(Excerpts from a point labeling dataset)
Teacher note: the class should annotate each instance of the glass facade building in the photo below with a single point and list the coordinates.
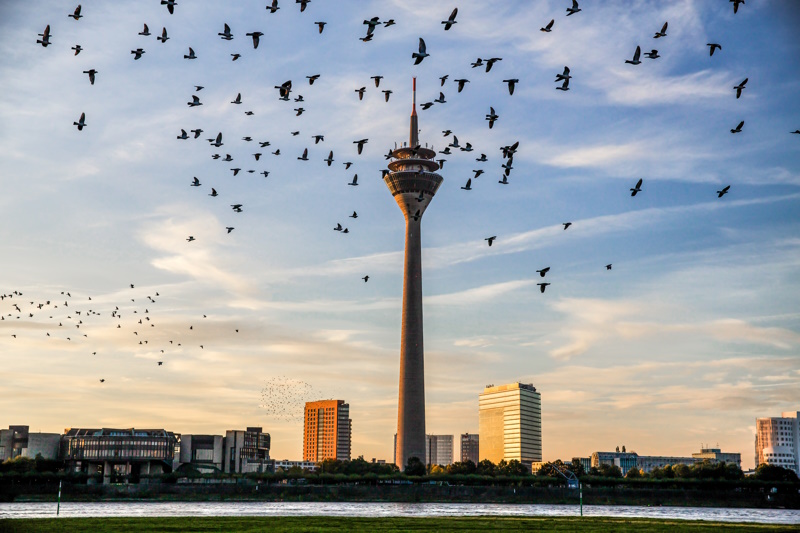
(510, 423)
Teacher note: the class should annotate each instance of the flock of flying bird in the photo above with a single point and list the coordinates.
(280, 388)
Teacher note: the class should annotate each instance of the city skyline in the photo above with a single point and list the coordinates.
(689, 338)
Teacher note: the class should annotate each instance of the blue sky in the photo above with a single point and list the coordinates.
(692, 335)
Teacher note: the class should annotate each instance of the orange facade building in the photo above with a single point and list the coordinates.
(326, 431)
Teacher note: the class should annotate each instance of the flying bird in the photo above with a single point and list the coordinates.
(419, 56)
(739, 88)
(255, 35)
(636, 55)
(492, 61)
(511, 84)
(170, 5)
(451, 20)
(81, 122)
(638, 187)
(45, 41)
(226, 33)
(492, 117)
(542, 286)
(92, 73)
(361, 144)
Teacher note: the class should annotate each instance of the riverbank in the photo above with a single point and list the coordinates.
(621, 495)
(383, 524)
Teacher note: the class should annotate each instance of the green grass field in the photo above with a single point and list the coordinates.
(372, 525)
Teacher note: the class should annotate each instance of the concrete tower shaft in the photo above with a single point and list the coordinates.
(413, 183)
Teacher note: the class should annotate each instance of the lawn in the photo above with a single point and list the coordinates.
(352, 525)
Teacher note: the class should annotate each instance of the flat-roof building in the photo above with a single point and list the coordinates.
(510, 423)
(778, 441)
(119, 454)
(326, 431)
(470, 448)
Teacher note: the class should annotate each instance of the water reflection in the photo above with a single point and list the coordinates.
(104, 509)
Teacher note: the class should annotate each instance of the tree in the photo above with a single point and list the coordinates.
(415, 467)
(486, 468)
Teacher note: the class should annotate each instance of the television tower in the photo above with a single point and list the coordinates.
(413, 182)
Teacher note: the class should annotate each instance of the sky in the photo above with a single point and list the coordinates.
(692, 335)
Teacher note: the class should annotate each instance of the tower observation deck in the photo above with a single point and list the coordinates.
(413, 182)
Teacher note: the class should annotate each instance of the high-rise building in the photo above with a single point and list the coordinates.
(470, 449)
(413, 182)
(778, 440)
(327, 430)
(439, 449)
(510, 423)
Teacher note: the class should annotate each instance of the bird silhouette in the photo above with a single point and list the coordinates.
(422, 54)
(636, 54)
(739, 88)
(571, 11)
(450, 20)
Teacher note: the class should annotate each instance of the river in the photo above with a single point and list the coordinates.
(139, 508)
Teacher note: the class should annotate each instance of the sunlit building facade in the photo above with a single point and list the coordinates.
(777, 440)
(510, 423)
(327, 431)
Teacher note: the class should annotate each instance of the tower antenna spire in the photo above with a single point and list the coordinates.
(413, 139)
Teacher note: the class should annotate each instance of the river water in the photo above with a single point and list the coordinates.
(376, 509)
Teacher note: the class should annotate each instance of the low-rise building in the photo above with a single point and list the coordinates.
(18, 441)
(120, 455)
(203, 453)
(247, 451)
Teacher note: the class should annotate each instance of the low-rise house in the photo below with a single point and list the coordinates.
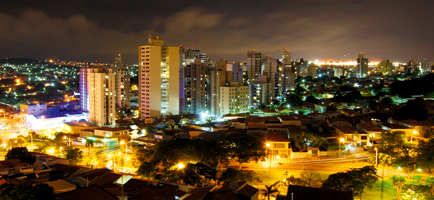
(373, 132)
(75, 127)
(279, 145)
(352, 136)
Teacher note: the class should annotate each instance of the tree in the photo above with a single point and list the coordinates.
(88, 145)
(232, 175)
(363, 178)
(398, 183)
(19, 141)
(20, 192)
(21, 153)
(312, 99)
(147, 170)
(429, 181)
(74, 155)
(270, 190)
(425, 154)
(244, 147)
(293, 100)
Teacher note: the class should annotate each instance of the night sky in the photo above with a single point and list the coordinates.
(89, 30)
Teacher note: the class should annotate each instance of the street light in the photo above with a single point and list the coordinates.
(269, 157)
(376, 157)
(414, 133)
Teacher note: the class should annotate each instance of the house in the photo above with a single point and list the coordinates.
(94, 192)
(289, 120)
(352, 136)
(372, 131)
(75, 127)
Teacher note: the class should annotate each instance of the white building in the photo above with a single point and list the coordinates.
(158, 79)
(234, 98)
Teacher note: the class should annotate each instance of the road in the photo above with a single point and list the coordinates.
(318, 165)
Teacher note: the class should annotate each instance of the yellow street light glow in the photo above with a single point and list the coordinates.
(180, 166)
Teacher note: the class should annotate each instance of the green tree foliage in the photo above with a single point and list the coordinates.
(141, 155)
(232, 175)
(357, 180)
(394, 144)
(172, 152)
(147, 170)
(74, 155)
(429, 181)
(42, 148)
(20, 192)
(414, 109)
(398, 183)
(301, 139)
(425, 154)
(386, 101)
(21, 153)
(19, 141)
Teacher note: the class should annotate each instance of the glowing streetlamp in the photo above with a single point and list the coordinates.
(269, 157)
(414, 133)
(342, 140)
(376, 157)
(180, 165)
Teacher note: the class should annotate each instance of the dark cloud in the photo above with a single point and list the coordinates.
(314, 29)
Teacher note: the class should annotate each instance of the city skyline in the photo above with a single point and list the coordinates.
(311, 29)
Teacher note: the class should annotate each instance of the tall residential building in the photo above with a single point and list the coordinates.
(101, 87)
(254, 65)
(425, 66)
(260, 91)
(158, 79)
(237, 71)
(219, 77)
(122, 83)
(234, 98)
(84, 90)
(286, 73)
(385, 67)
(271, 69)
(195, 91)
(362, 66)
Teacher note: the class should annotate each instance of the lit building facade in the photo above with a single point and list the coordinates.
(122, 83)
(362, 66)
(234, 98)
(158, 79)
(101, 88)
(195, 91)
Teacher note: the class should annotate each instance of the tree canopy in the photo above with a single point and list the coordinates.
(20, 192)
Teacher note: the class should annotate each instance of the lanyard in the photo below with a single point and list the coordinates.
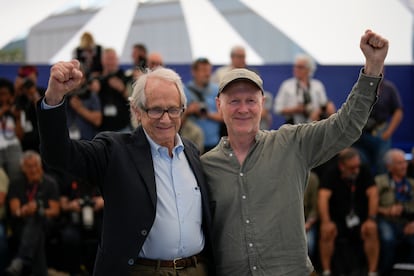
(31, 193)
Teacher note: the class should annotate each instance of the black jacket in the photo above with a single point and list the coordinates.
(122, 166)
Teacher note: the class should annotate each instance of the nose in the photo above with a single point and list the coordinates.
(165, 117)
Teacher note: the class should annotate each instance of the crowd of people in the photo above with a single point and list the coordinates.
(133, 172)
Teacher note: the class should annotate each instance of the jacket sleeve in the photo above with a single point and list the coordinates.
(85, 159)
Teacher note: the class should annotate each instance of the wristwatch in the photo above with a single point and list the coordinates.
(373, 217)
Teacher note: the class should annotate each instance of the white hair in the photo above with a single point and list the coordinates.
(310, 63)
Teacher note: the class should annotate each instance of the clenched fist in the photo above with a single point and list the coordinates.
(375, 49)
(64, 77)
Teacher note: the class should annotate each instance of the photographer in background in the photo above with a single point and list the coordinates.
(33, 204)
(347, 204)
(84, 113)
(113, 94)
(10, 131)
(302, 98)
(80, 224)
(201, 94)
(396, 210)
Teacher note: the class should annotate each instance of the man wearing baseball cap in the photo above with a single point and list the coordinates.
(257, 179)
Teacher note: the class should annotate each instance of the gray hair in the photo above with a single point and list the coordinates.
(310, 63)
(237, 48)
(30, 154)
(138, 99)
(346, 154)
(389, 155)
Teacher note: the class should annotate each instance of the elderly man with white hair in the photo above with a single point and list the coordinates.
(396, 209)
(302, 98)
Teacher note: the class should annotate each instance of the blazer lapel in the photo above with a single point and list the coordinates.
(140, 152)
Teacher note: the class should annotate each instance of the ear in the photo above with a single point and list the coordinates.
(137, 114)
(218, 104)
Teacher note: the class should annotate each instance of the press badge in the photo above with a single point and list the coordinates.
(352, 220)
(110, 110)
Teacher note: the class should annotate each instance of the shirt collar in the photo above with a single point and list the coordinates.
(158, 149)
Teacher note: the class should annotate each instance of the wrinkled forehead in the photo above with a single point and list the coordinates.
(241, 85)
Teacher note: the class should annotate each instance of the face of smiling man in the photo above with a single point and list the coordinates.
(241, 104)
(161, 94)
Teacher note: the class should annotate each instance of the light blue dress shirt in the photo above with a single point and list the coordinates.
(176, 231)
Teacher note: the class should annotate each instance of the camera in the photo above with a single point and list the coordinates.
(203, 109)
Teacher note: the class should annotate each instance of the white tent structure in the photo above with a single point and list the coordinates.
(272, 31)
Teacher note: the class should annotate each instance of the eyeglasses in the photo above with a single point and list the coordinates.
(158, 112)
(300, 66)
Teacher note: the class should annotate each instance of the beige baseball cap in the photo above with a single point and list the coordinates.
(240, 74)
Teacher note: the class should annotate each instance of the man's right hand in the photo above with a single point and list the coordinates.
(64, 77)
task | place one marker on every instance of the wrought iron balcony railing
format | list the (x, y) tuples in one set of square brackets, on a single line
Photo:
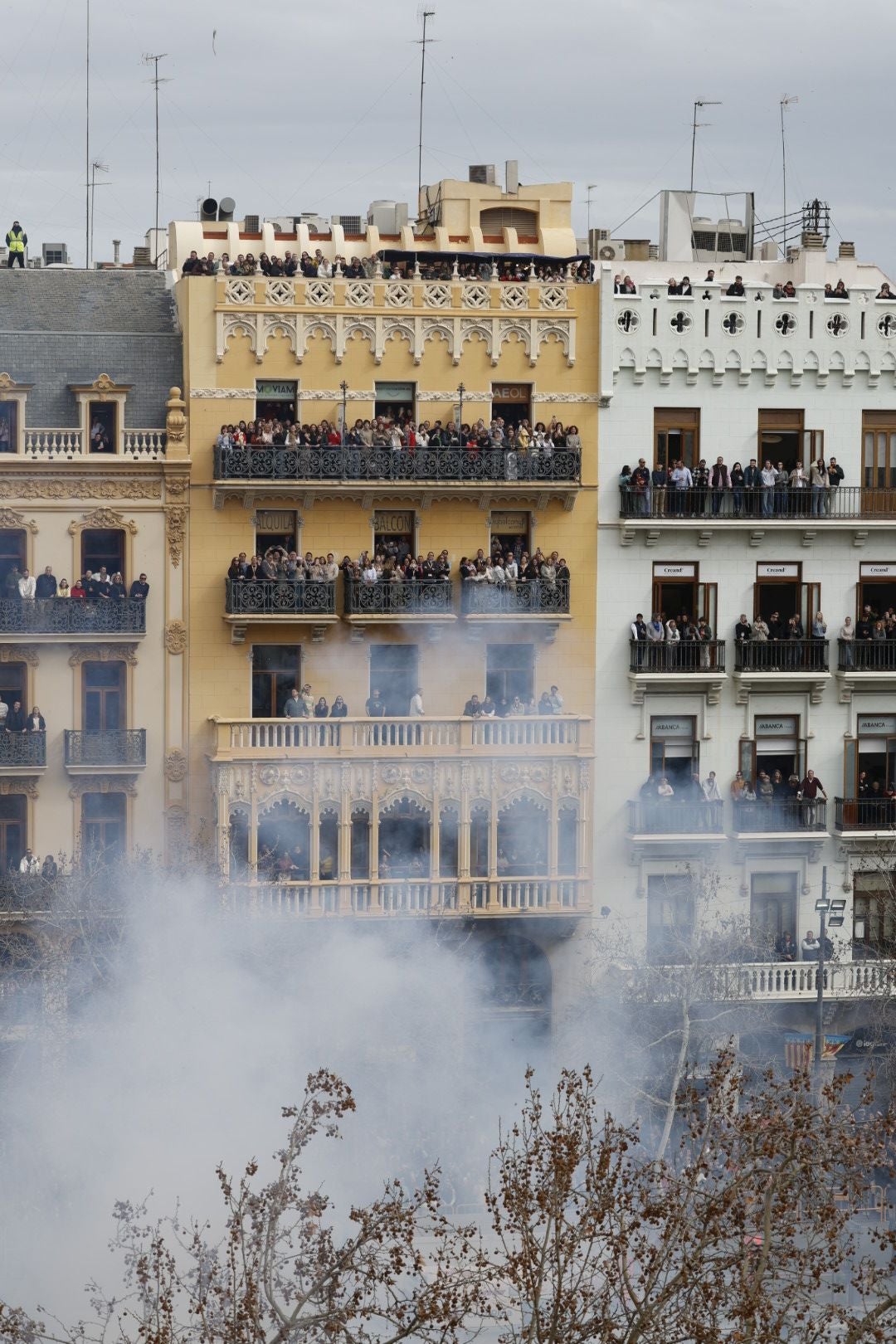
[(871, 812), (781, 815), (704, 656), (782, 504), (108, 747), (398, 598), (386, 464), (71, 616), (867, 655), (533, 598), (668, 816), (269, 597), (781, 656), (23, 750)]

* * *

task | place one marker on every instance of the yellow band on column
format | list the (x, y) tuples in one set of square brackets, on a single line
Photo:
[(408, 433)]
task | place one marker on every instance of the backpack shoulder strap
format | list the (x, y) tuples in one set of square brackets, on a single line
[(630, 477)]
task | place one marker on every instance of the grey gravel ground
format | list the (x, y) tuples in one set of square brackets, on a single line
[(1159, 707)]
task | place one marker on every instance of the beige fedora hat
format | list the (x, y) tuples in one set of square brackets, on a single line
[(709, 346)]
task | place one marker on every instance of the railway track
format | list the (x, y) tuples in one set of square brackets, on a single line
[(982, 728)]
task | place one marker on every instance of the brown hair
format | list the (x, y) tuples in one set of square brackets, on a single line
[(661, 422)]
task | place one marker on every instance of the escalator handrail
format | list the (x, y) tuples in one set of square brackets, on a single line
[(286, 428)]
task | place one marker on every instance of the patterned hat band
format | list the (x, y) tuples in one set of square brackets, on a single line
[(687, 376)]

==

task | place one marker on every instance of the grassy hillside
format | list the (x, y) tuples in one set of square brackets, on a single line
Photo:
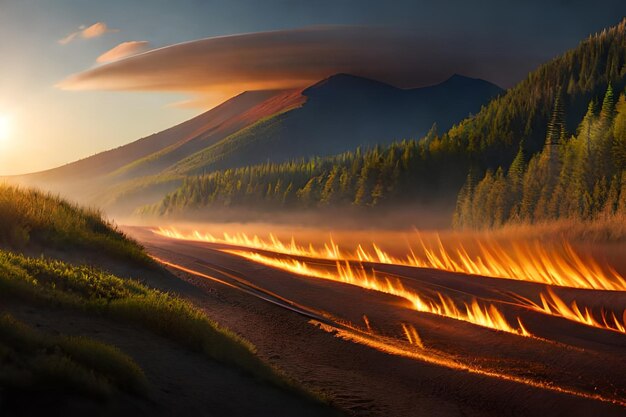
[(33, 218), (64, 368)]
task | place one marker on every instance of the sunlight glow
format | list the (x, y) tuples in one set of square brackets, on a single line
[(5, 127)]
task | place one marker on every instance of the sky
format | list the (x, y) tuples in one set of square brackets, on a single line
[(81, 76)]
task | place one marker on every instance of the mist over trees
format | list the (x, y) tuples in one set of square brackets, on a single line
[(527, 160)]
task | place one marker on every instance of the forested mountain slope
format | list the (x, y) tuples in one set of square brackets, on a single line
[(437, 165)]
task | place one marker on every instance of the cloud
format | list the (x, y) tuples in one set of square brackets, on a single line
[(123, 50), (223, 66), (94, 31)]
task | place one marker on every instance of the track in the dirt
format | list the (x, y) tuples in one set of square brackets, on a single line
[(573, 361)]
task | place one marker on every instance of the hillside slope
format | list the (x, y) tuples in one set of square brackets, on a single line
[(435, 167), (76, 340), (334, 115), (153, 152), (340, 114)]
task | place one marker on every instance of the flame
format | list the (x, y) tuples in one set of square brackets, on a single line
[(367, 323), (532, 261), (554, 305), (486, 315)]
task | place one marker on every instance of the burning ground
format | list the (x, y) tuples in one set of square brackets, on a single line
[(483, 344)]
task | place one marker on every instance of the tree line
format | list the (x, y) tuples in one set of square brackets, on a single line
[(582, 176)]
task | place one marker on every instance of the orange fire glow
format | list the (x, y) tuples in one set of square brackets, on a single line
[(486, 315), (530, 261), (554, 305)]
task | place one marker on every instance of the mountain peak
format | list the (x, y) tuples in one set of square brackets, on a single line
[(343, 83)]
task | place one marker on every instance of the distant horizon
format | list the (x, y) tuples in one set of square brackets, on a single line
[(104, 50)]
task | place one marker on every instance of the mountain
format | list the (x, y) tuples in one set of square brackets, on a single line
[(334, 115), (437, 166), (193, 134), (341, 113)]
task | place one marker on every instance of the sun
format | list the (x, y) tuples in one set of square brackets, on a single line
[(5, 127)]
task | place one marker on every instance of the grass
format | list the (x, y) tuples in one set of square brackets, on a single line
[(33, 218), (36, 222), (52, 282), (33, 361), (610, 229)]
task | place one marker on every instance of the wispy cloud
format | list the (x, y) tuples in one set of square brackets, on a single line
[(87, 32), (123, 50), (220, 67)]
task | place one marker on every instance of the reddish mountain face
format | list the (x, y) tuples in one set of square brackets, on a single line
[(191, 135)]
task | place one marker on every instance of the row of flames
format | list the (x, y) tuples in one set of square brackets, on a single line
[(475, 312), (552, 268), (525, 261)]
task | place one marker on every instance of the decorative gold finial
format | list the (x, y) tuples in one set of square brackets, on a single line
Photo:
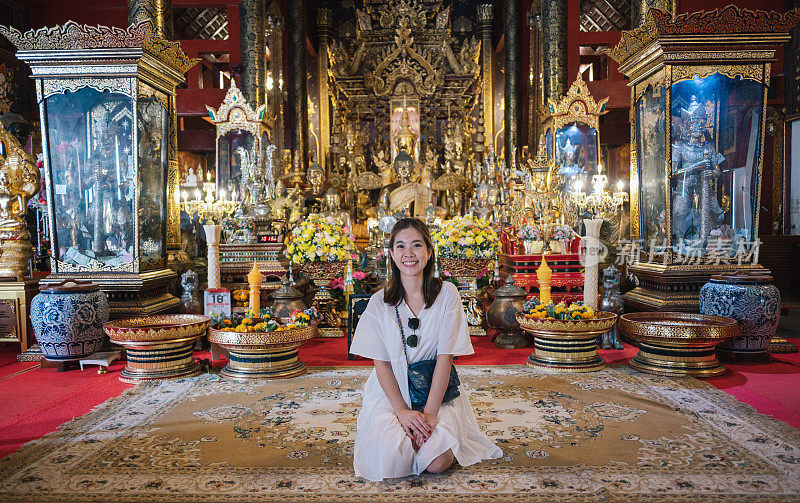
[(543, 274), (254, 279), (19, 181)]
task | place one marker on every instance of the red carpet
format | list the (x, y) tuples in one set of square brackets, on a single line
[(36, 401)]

### Task brief
Reproduce word for word the stretch of items from the line containing "task | place one marker on every instance of the sky" through the line containing "[(334, 115), (437, 166), (193, 134), (341, 113)]", with both of those lines included.

### Answer
task | place one marker on every instance of the sky
format | list the (x, y) tuples in one set of square brackets, on a single line
[(81, 76)]
task | place one marker on every instance of the mist over trees
format | list the (x, y) tuples in one set of square brackets, on a single line
[(527, 160)]
task | place one marker on every instance of the forested mountain slope
format | list the (x, y) tuples in one set of square brackets, on a single line
[(437, 165)]
task | place one marker on every instance of the cloud
format | list the (x, y) tuples in one set of square brackets, on a single line
[(123, 50), (223, 66), (94, 31)]
task | place one marker on every instance of the track in the dirt
format | list the (x, y) tuples in one set of square brackets, on a single line
[(573, 361)]
task | place one marker on every instance of the hillside slope
format | list the (x, y) tuples in one set of square brackets, on a single line
[(435, 167), (76, 340), (334, 115), (153, 152), (340, 114)]
task | place one marker on every instance of the flame
format | list the (x, y) tuples in one set of square brackets, on a single line
[(367, 323), (532, 261), (554, 305), (486, 315)]
task | place one marker on every instance of the burning ground
format | list the (x, y) tuples in one set of square brackets, on a single line
[(483, 344)]
task | place one marker on every instance of the tree line
format | list the (x, y) tuples in one set of square brackets, on a single line
[(582, 176)]
task | place one marker on every instance of the orange fire glow
format | list the (x, y) tuples in one set of square brackets, on a single line
[(486, 315), (530, 261), (554, 305)]
task | place one marker on every instance of the mountain peak
format | list the (x, y) tuples in one set of square brackets, on a single line
[(343, 83)]
task | place one marker on every instance of the distant horizon
format | list the (x, y) tuples in one set of square brackets, on a single line
[(104, 50)]
task | place one marker on every instance of the mountain
format | list the (x, y) tuples in one set of square brackets, on a single line
[(334, 115), (437, 166), (193, 134), (341, 113)]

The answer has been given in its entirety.